WORK ITEM: Return, word for word, every entry in the listing below, but not its images.

EXERCISE DATA:
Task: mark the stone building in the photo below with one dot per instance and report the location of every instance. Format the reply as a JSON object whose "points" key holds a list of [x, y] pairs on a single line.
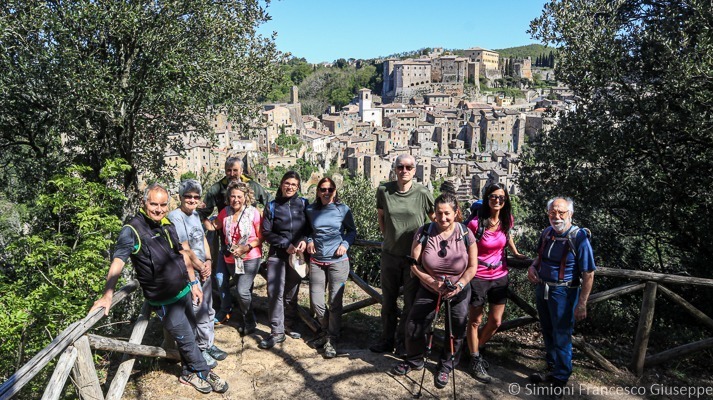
{"points": [[487, 59], [367, 113]]}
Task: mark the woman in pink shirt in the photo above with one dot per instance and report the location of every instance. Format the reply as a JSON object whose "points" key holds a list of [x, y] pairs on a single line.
{"points": [[240, 224], [491, 280]]}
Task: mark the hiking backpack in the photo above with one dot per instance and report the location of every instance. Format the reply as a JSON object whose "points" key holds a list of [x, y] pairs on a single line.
{"points": [[426, 232], [570, 245]]}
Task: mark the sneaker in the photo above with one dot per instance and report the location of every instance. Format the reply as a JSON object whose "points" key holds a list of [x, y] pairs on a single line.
{"points": [[218, 385], [404, 368], [270, 341], [329, 350], [221, 317], [209, 359], [441, 379], [382, 347], [193, 380], [217, 353], [478, 368]]}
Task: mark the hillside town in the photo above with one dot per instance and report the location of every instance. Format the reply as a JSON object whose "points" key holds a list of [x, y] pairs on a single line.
{"points": [[431, 107]]}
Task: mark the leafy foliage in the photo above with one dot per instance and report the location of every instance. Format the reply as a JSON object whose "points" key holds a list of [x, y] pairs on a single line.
{"points": [[51, 276], [358, 194], [636, 153], [88, 81]]}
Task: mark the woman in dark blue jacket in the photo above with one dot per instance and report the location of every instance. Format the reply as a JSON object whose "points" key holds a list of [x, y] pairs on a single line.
{"points": [[333, 231], [285, 228]]}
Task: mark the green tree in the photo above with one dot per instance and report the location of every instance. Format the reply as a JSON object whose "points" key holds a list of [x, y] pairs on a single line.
{"points": [[358, 194], [636, 153], [89, 81], [52, 274]]}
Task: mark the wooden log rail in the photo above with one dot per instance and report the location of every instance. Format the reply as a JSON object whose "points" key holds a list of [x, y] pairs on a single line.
{"points": [[60, 344], [75, 345]]}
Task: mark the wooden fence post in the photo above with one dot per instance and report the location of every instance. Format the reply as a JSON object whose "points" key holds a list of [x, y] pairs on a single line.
{"points": [[85, 375], [646, 319], [121, 377], [60, 374]]}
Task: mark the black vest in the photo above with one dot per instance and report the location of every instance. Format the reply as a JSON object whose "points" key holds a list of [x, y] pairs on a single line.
{"points": [[159, 266]]}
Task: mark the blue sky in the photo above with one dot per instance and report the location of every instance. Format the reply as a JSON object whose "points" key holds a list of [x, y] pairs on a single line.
{"points": [[321, 30]]}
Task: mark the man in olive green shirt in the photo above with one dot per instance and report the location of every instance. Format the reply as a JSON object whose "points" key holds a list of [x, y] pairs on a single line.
{"points": [[403, 206]]}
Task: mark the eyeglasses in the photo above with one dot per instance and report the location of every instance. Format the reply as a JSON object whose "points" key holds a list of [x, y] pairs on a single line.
{"points": [[556, 213], [495, 197], [443, 252]]}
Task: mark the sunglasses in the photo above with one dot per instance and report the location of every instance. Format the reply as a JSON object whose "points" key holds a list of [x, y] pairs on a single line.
{"points": [[443, 252], [555, 213], [495, 197]]}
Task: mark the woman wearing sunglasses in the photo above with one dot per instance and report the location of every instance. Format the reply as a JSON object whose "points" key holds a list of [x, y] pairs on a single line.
{"points": [[240, 226], [491, 228], [285, 228], [444, 260], [333, 231]]}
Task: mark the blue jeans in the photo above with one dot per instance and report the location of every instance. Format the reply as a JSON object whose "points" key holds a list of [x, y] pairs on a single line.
{"points": [[245, 287], [557, 321], [222, 278]]}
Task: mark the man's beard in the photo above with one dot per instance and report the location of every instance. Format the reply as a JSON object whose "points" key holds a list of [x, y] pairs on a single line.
{"points": [[559, 224]]}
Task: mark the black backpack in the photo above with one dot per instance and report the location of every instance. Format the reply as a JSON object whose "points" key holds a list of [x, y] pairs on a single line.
{"points": [[426, 232]]}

SOLUTION TO THIS TASK:
Task: mark the stone building in the photo below with one dot per instance and report the location of every instance. Format the reply as a JSON object whose "points" key holds a list of [x, y] pairs on a single line.
{"points": [[487, 59], [367, 113]]}
Task: mark the woman in pink shirt in the photo above with one dot per instance and report the location of every instance. Format the reply as a JSON object whose "points" key holds a list of [x, y] pairs on a single line.
{"points": [[240, 224], [491, 280]]}
Task: mark the hiking backpack in the photo above with one dot per instance and report the location of every instance. Format the reply as a JSON object whose "points" key holds a list of [x, y] pairs on a single line.
{"points": [[426, 232], [570, 245]]}
Task: mark the sneaker in the photo above with one dot per instance and report the location of every instance. Format the reply as a JSON object whose "points" key holds a list of [x, y] pairs on a single line.
{"points": [[218, 385], [404, 368], [270, 341], [329, 350], [221, 317], [209, 359], [441, 379], [382, 347], [193, 380], [217, 353], [478, 368]]}
Task: mark the hillside town in the photo above with one dot per instance and report the location of every instance. Format the reply as a JSON object whose "points" key holds a list of [x, y] pairs on a single line.
{"points": [[431, 107]]}
Task: mark the leafy foliage in the photo above with one dot per instance and report the location of every instance. Format the reply as a JSON object whose "points" key holds a list of [x, y] pairs on a single line.
{"points": [[51, 276], [358, 194], [636, 153], [88, 81]]}
Task: mark the woman in dark blue jacket in the photo above with one dot per instance and report the location of every instance. Format the reply as a JSON object whose "points" key holds a list of [x, y] pairs on a single line.
{"points": [[333, 231], [285, 228]]}
Task: mark the green tree in the photo above with one dot per instance and report the location of every instance. Format the reply as a JSON object whose "points" key holds a list of [x, y] pairs on a single line.
{"points": [[358, 194], [636, 153], [89, 81], [52, 274]]}
Task: mark the wooden log rail in the photo above with one dot per instance and report the location of every instance. Format the reply as a JSON object whose "points" key holds a list of [x, y] pairs on a single line.
{"points": [[60, 344], [75, 345]]}
Task: mark the wooden fence post in the photo above with one dot per instance and report the location of every instance. Format the reply as a JSON object whose "points" key holds a list of [x, y] pairs on a single line.
{"points": [[85, 375], [646, 319], [121, 377], [60, 374]]}
Task: mark the black vest in the photo above with one dot per instance and report the location of every instance. Format the reply as a JSON object whose "points" key holds a list of [x, y] pairs on a single line.
{"points": [[159, 266]]}
Task: mark the blue sky in the photo above with one dot per instance and report the location of every instance. Format the reply as a JSON object whose "points" key holds a list of [x, y] pairs on a single line.
{"points": [[321, 30]]}
Task: mark the man in olive green shirt in the photo above with one dot per instance and report the location of every instance. Format the reply as a JSON object whose "points" key holds a list of [x, y] pairs on a single line.
{"points": [[403, 206]]}
Task: mark the eyeglasses in the photo above with one dot per instance and report the location of every instance. Format the reply as a JSON object whose "points" key holds a list of [x, y] pairs on a single line.
{"points": [[556, 213], [495, 197], [443, 252]]}
Task: mark the sunglasses in the photo above with one dot per instance and report the location of every instance. Format the reply as a JSON object whose "points" key holds a list of [x, y] pairs on a single line.
{"points": [[443, 252], [555, 213], [495, 197]]}
Task: mark the woman wearing sunglasses in the photo above with one dot per instance and report the location of every instance. Format the reply as a JSON object whose "points" key holds a list of [x, y] pairs on a single line.
{"points": [[240, 226], [491, 228], [285, 228], [444, 260], [333, 231]]}
Task: mark the blue jeans in the photo above with one dot per instance and report the location of every instance. Format the reply as a JSON object whose "points" key holds a list of [x, y] pairs on a single line.
{"points": [[245, 287], [557, 321], [222, 278]]}
Task: mark the man's beard in the photo above with one dot per instance and report the location of every instance. Format the reply as a JSON object whose "points" key holds a list of [x, y] pairs on a single line.
{"points": [[559, 224]]}
Task: mark the black backpack in the photo above with one dot per instance and report the location of every instance. Format the reply as a JSON object whose "points" key holds a list of [x, y] pairs on a single line.
{"points": [[426, 232]]}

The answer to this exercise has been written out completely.